Gastfreundschaft: “the freedom of the guest”

Weekend Musings

Sometimes a foreign language can illuminate an issue with a clarity that our native language seems tongue-tied about. Reading Bruce Rowlison’s 1981 book on Creative Hospitality I read this:

“In the German, the word for hospitality is  Gastfreundschaft  which means ‘the freedom of the guest.'”

Henri Nouwen picks up the same idea in some of his writing, connecting hospitality with the freedom to express, to be, and to feel.

Think of how you can create spaces and times where your neighbors have “the freedom of the guest”. How can you invite people into your home and provide an atmosphere of freedom? Think of ways to provide space and time where they can relax, feel no pressure, and know that they are among friends who love rather than judge.

3 thoughts on “Gastfreundschaft: “the freedom of the guest”

  1. Do not have an idea of what that would look like. When we invite it is usually for a meal plus an hour or two on either side for chit chat / fellowship. Maybe we have an idol called privacy. We do not want our neighbors just walking into our house any time.

---

• **What this exercise asks**:
1 – In the post on hospitality, reproduce the passage from "Weekend Musings" to "rather than judge." word for word.
2 – Turn the paragraph of the post on hospitality that begins "Think of how you can create spaces" into a short bulleted list that keeps its main points.
3 – What meaning does the post on hospitality give for the German word Gastfreundschaft?

• **Source data**:

---

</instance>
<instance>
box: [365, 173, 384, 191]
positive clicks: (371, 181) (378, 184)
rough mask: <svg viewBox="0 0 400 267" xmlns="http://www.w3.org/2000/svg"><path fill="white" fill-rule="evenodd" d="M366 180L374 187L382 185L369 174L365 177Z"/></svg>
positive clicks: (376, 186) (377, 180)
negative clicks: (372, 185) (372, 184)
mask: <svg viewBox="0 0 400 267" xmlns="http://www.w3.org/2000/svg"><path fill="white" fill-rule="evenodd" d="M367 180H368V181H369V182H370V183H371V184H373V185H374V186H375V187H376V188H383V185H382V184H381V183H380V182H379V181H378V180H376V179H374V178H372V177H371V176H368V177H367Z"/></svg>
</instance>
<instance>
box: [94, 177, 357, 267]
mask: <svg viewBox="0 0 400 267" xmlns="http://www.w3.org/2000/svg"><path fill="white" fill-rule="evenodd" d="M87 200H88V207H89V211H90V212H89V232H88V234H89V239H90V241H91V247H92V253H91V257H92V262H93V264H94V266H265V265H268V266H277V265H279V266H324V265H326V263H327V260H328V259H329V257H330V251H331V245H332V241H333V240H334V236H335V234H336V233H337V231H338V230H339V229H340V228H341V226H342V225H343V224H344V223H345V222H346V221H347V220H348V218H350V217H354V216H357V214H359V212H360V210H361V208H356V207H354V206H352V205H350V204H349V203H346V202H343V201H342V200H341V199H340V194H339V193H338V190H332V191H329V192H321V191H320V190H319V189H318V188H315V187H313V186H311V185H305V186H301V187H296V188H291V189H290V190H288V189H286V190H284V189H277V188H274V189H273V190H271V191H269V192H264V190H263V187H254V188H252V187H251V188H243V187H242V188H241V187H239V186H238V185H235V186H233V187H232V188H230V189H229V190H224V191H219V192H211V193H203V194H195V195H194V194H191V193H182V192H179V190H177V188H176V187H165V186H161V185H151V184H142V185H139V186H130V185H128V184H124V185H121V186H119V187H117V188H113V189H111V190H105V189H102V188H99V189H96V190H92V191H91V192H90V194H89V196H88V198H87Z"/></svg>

---

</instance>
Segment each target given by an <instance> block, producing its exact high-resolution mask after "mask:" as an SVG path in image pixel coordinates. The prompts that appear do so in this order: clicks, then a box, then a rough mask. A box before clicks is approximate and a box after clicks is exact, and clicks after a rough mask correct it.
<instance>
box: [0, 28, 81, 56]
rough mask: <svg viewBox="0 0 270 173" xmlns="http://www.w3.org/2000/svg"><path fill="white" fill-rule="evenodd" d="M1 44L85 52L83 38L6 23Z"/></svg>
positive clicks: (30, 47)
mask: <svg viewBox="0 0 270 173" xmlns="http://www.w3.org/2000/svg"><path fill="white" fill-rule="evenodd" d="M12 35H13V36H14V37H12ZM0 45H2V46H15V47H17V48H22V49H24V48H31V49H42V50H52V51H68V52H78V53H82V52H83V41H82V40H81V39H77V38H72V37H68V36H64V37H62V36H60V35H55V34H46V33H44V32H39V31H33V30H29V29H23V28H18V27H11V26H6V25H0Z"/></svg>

---

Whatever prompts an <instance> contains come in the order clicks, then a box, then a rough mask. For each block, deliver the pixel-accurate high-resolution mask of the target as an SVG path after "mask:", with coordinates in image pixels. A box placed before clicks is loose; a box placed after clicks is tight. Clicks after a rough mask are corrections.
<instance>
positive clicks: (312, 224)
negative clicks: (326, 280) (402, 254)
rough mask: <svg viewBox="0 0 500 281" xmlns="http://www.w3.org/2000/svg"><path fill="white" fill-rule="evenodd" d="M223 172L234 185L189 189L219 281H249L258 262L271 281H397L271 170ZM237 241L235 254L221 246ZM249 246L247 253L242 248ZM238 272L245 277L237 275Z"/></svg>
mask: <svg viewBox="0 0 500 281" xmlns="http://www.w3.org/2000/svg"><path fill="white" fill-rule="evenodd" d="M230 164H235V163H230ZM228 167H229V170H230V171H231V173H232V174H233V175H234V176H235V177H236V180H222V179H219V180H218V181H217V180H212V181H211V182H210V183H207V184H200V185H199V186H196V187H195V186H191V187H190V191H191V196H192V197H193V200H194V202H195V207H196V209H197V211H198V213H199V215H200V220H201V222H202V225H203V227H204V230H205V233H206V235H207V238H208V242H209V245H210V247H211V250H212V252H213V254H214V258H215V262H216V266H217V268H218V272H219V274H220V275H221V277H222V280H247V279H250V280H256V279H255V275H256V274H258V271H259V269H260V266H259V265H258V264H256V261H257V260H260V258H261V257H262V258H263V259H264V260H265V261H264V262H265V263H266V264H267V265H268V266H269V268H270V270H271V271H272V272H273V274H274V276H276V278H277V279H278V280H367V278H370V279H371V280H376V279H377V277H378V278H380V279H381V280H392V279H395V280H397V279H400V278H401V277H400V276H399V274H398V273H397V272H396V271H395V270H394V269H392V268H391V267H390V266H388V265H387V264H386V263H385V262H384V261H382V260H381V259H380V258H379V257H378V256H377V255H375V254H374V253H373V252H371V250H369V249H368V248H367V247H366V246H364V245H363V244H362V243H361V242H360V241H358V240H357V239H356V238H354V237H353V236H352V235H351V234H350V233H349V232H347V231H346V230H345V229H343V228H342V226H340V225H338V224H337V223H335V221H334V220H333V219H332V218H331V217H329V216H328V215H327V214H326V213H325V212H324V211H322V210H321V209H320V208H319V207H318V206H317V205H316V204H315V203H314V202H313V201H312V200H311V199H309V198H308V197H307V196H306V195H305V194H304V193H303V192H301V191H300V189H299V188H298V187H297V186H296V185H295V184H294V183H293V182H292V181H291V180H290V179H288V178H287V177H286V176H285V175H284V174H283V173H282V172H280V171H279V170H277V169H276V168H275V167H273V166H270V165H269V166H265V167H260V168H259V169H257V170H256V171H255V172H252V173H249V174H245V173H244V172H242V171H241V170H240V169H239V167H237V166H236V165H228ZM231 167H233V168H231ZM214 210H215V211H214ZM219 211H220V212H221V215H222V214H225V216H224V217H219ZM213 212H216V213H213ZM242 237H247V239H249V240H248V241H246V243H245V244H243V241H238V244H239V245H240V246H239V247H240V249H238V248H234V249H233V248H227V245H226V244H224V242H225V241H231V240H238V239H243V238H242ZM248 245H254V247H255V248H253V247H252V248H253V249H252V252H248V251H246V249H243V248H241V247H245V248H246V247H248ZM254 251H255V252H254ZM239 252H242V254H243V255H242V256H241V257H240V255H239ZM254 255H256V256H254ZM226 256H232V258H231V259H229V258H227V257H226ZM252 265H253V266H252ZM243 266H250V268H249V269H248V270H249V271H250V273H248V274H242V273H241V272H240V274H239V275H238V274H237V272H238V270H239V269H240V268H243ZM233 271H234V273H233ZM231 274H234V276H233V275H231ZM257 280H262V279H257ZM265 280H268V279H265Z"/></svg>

---

• **Solutions by task**:
1 –
Weekend Musings

Sometimes a foreign language can illuminate an issue with a clarity that our native language seems tongue-tied about. Reading Bruce Rowlison’s 1981 book on Creative Hospitality I read this:

“In the German, the word for hospitality is  Gastfreundschaft  which means ‘the freedom of the guest.'”

Henri Nouwen picks up the same idea in some of his writing, connecting hospitality with the freedom to express, to be, and to feel.

Think of how you can create spaces and times where your neighbors have “the freedom of the guest”. How can you invite people into your home and provide an atmosphere of freedom? Think of ways to provide space and time where they can relax, feel no pressure, and know that they are among friends who love rather than judge.

2 –
- Create spaces and times where your neighbors have "the freedom of the guest."
- Invite people into your home and provide an atmosphere of freedom.
- Give them space and time to relax without feeling any pressure.
- Let them know they are among friends who love rather than judge.

3 – It means "the freedom of the guest."